CHALLENGE 1: Pull out every line in the entries that contains the word "hair". Case counts.

start EXCERPT

Deer, which have always abounded in Assyria were either hunted with dogs, or driven by beaters into nets, or sometimes shot with arrows by sportsmen. The illustration [PLATE CXXII., Fig. 1] represents a dog in chase of a hind, and shows that the hounds which the Assyrians used for this purpose were of the same breed as those employed in the hunt of the lion and of the wild ass. In [PLATE CXXII., Fig. 2.] we have a stricken stag, which may, perhaps, have been also hard pressed by hounds, in the act of leaping from rocky ground into water. It is interesting to find this habit of the stag, with which the modern English sportsman is so familiar, not merely existing in Assyria, but noticed by Assyrian sculptors, at the distance of more than twenty-five centuries from our own time.

end EXCERPT

CHALLENGE 2:
Answer these questions about the text on Assyrian deer hunting:
(a) What three methods were used to take deer?
(b) What is the stricken stag in Plate CXXII, Fig. 2 doing?
(c) The hounds used for deer were of the same breed as those used to hunt which two animals?

start SUPPLIED MATERIAL

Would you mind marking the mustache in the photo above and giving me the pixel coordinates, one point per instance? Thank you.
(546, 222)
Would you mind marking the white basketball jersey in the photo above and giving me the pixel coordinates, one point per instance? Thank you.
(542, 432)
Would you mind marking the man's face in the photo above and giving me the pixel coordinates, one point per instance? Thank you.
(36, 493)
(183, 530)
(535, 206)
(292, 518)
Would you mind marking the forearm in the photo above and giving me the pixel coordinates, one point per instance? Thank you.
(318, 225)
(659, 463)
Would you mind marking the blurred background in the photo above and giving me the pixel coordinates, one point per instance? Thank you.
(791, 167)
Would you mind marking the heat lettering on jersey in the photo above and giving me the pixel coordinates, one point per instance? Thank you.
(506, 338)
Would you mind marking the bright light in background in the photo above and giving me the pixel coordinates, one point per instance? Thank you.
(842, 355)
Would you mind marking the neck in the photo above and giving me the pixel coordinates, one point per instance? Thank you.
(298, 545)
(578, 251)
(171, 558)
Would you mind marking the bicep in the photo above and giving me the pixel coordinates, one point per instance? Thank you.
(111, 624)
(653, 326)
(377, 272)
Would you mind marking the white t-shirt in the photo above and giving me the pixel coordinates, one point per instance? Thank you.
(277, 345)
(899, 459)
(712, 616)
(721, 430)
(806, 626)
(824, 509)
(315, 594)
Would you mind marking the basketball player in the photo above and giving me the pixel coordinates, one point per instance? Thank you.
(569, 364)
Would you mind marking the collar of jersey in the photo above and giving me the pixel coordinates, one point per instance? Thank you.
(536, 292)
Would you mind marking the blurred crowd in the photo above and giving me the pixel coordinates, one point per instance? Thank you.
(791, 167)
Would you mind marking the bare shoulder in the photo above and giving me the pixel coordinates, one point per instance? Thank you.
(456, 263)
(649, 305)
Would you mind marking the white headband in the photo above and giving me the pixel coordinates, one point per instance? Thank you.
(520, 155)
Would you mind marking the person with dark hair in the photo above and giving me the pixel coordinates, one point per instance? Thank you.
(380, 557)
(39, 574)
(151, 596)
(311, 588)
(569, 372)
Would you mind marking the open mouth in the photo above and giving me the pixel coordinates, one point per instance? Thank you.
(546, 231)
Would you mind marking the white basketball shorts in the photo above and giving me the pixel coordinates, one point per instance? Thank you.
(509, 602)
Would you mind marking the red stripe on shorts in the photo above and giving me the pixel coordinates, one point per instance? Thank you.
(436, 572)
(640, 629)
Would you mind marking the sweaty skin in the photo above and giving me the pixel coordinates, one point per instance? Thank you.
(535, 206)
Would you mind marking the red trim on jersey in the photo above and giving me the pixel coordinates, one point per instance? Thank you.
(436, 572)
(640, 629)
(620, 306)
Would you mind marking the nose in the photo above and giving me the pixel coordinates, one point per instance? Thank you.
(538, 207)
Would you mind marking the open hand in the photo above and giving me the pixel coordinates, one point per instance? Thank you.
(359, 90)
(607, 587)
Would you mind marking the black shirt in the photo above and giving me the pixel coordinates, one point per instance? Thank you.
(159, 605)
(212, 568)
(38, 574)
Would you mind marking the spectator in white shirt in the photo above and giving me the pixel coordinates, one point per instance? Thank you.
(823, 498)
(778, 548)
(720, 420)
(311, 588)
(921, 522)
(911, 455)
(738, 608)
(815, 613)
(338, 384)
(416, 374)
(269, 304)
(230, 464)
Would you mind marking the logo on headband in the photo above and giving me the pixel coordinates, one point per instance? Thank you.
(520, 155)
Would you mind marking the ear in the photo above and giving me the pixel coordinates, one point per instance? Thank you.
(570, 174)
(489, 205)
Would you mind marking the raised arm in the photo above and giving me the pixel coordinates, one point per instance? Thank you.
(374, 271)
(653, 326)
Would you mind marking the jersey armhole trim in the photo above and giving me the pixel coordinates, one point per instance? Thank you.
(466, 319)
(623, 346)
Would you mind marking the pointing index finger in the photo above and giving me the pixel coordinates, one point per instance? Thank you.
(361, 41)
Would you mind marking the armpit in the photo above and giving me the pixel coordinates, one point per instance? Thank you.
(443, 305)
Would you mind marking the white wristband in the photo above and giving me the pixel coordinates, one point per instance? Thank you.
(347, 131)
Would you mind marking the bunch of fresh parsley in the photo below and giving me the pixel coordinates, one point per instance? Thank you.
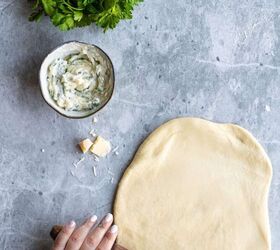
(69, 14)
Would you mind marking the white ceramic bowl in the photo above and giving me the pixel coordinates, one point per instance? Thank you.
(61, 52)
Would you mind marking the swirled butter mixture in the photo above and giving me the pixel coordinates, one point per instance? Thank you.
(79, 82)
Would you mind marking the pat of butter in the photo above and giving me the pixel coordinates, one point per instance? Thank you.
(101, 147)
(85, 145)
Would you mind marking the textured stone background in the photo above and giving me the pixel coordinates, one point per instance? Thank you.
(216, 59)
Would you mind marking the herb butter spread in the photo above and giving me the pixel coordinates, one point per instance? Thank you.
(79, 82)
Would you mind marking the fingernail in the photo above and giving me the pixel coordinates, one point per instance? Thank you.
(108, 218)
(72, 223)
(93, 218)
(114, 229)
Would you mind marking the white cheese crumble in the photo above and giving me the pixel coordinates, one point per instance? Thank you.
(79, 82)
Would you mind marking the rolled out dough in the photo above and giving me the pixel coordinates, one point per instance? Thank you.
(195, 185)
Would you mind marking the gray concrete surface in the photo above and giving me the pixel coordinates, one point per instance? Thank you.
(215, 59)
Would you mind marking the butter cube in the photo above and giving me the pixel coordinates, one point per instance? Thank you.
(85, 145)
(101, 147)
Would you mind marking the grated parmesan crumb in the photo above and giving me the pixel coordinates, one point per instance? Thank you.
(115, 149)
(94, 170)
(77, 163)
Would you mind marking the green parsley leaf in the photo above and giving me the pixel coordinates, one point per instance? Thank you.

end SUPPLIED MATERIAL
start SUPPLIED MATERIAL

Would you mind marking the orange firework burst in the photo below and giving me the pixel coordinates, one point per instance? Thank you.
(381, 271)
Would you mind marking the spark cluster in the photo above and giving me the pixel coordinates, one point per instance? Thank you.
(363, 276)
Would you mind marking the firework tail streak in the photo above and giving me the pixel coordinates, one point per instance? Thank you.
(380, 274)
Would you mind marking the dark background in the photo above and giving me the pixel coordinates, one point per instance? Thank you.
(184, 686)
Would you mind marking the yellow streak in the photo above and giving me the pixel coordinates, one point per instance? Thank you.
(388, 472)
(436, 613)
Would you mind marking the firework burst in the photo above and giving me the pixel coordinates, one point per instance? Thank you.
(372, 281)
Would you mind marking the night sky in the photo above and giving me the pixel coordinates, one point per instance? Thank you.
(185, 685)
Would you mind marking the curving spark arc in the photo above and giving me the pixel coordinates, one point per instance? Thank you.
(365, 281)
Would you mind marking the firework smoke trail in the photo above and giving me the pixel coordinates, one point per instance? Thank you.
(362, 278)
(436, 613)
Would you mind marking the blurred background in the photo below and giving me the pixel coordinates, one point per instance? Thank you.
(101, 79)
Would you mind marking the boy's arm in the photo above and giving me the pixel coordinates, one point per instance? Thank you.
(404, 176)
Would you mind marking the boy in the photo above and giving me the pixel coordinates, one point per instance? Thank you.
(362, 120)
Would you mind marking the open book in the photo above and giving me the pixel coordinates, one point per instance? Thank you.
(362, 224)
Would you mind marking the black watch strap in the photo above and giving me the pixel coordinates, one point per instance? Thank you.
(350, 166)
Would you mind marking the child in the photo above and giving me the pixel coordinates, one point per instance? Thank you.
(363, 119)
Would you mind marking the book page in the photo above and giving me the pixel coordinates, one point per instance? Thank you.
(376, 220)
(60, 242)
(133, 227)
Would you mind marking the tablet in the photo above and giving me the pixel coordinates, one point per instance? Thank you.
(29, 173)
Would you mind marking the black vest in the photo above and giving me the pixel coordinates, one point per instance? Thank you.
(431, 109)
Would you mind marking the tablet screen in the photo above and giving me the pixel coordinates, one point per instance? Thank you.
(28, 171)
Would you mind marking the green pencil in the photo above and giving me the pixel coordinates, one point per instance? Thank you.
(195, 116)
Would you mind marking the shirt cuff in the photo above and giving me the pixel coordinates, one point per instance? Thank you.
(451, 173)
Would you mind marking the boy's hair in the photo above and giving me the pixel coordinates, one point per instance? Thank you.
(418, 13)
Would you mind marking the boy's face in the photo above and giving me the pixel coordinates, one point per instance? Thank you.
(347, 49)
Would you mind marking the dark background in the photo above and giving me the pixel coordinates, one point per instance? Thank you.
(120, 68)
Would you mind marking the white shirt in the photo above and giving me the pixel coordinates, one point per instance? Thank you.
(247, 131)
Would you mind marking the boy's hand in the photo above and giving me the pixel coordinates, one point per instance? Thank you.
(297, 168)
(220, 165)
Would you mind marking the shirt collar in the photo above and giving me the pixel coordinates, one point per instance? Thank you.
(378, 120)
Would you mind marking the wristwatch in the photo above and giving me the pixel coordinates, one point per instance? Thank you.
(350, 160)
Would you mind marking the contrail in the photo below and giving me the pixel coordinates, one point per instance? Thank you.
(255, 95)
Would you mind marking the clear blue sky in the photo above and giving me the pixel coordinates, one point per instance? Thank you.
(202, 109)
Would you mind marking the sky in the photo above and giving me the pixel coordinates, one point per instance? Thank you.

end SUPPLIED MATERIAL
start SUPPLIED MATERIAL

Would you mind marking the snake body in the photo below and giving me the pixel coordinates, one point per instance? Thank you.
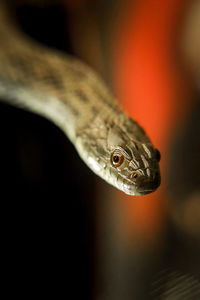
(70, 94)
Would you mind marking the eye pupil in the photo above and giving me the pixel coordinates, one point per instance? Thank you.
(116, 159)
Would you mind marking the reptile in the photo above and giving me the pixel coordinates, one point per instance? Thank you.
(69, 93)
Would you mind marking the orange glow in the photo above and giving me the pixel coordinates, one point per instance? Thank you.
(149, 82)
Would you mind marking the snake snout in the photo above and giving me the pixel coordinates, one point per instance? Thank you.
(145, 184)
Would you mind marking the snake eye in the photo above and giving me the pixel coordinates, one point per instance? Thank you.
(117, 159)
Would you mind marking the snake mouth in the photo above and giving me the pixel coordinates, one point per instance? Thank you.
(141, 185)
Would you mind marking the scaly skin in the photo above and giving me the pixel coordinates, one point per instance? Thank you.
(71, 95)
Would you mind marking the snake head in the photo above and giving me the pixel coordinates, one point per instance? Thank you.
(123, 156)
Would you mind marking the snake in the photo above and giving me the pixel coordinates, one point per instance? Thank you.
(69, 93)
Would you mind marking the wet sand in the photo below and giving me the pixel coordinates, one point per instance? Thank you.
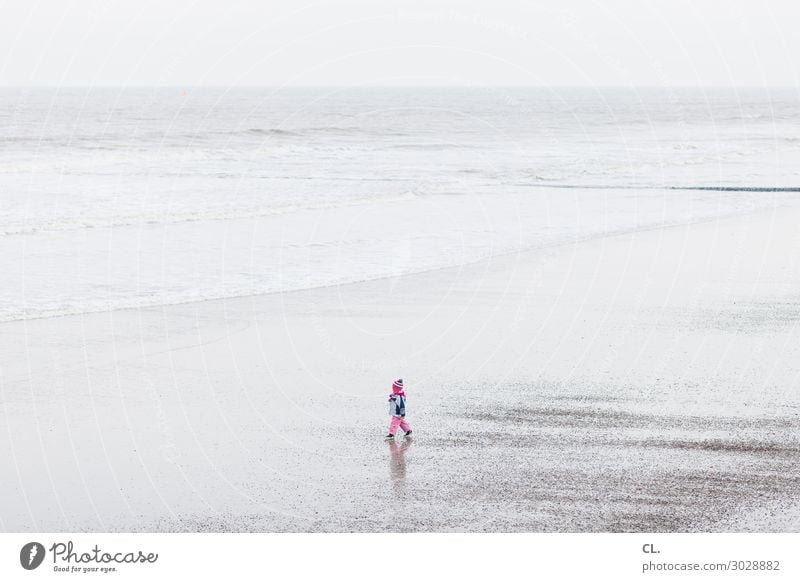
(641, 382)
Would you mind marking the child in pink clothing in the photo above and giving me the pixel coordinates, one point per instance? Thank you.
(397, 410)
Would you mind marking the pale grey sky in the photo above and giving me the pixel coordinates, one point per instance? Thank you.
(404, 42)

end SUPPLIED MATERIAL

RESULT 1:
Would you mind marking the person with dark hair in the photo above and giving me the pixel coordinates, one point per instance? Thank you.
Would you mind marking the boy's hair in the photo above and giving me the pixel coordinates, one point per instance? Thank you.

RESULT 2:
(a) Hunting with dogs, driving them by beaters into nets, and sometimes shooting them with arrows.
(b) Leaping from rocky ground into water.
(c) The lion and the wild ass.